• _Raw records_:
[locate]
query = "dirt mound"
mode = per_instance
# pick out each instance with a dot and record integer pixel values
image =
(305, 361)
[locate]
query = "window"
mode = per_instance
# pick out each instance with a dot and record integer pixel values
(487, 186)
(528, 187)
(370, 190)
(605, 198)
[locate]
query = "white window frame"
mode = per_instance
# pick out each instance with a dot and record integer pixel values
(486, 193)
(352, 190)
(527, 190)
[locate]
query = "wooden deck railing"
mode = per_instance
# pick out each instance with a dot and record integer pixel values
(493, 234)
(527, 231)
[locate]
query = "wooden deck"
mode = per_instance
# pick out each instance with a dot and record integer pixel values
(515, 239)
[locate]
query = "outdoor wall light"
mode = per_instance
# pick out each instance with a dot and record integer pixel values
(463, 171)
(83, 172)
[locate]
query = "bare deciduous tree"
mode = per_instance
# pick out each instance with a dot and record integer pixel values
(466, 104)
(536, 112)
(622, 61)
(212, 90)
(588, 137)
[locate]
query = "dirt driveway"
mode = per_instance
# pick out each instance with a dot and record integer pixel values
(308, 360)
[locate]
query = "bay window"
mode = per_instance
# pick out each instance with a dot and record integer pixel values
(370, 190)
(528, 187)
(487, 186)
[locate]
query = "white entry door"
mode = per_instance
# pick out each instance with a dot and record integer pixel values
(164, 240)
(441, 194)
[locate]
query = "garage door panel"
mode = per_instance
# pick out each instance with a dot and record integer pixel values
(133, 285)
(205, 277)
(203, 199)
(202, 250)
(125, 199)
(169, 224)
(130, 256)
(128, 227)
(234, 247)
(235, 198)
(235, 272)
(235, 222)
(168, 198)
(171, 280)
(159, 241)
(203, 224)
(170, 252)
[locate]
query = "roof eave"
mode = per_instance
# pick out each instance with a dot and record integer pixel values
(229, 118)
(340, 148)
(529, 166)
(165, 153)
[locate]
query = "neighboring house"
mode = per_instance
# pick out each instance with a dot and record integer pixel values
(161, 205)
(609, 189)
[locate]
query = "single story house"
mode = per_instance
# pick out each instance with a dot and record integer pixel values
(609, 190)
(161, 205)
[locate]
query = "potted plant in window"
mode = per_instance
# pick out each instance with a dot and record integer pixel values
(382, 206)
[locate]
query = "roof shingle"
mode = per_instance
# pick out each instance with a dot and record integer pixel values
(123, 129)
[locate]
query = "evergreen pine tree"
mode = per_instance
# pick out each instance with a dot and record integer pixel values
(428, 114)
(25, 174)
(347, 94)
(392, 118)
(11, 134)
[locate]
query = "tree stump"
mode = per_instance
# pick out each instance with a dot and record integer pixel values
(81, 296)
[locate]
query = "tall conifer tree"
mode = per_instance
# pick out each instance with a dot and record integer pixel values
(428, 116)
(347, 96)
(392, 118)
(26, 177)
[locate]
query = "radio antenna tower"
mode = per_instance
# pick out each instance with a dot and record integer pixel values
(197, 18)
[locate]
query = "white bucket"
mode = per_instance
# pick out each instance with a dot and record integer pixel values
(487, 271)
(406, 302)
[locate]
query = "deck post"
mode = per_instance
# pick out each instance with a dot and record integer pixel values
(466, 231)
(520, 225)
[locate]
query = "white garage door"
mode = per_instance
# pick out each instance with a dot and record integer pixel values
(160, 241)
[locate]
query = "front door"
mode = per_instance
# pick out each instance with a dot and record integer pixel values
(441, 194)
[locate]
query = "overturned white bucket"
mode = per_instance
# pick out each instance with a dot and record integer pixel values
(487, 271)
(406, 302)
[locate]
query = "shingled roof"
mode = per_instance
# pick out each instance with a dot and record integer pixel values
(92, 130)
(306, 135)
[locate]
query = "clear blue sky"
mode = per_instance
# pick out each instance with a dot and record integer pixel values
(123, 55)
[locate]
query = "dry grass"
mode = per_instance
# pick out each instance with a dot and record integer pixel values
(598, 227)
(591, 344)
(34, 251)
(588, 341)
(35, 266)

• _Short task_: Every record above needs to be repeated word for word.

• _Correct result_:
[locate]
query = "dirt mound"
mode = per_instance
# pick out each instance with a dot and record integer pixel values
image =
(305, 361)
[locate]
query = "window"
mode = per_instance
# pick out each instance with a dot and record integer pixel values
(487, 186)
(528, 187)
(370, 190)
(605, 198)
[locate]
query = "white window frame"
mode = per_instance
# pick out each instance with a dot and record integer pixel values
(486, 193)
(352, 190)
(527, 190)
[locate]
query = "wooden deck railing"
mode = per_instance
# pick out each instance with a dot and record integer pixel values
(493, 234)
(527, 231)
[locate]
query = "wooden deck"
mode = per_instance
# pick out each instance with a dot and record integer pixel values
(515, 239)
[locate]
query = "outdoor wall light"
mode = per_instance
# pick out each instance with a dot and record integer pixel values
(463, 171)
(83, 172)
[locate]
query = "bare deciduous tree"
mode = per_instance
# pick out each instance with a dot and record integer pixel values
(466, 104)
(536, 112)
(622, 61)
(212, 90)
(588, 137)
[locate]
query = "dirt driveway"
mode = per_instance
# pick out each instance with a dot and record integer pixel values
(308, 360)
[locate]
query = "bay window"
mode = per_instance
# pick out each instance with a dot and record integer pixel values
(370, 190)
(528, 187)
(487, 186)
[locate]
query = "white entry door"
mode = per_instance
# pick out each instance with a dot and record integer pixel values
(164, 240)
(441, 194)
[locate]
query = "garage door panel"
mode = per_instance
# pick out each instance with a dot and record integer pixel values
(133, 285)
(205, 277)
(203, 199)
(202, 250)
(125, 199)
(169, 224)
(130, 256)
(128, 227)
(234, 247)
(235, 198)
(235, 272)
(235, 222)
(168, 198)
(171, 280)
(159, 241)
(203, 224)
(170, 252)
[locate]
query = "roof eave"
mode = per_instance
# pick out each instance with a dot and record integer pixel values
(229, 118)
(340, 148)
(529, 166)
(165, 153)
[locate]
query = "neighboring house"
mode = per_instance
# pick out each instance with a dot and record integer pixel values
(161, 205)
(609, 189)
[locate]
query = "single story house"
mode = per_instance
# pick out each instance with a dot and record integer pixel values
(609, 190)
(161, 205)
[locate]
query = "potted plant in window"
mode = per_instance
# pick out each instance with a dot and record integer pixel values
(382, 206)
[locate]
query = "roof shingle"
mode = per_instance
# pick out each instance with a dot and record integer pixel values
(123, 129)
[locate]
query = "evergreen pine tree"
mode = per_instance
# pick out each instance with a dot and record integer pixel values
(428, 114)
(25, 174)
(347, 94)
(392, 118)
(11, 134)
[locate]
query = "tree stump"
mode = per_instance
# pick out each instance with a dot and record integer pixel values
(81, 296)
[locate]
query = "tall conifer tree"
mode = per_instance
# pick out each instance with a dot and record integer pixel values
(428, 116)
(347, 96)
(392, 118)
(26, 177)
[locate]
query = "radio antenna tower"
mode = per_instance
# pick out each instance with a dot and record integer pixel values
(197, 18)
[locate]
query = "white bucket"
mode = per_instance
# pick out each instance with a dot and record integer pixel values
(487, 271)
(406, 302)
[locate]
query = "deck post"
mode = per_instance
# pick out each instance with a dot and record integer pixel values
(466, 231)
(520, 225)
[locate]
query = "white garage door"
mode = per_instance
# pick out each instance with a dot and record integer pixel values
(160, 241)
[locate]
query = "front door"
mode = per_instance
# pick out each instance with a dot and record integer pixel values
(441, 194)
[locate]
query = "overturned white bucket"
mode = per_instance
# pick out each instance with a dot and record integer pixel values
(487, 271)
(406, 302)
[locate]
query = "shingled roof"
mode = per_instance
# pick out each instance with a dot and record integer pixel values
(92, 130)
(306, 135)
[locate]
query = "clear blue sky"
mode = per_instance
# pick out each instance with a dot and record integer pixel values
(123, 55)
[locate]
query = "dry grass"
mode = per_instance
# pick out each instance with a dot and record integer pixel values
(598, 227)
(591, 344)
(34, 251)
(588, 341)
(35, 266)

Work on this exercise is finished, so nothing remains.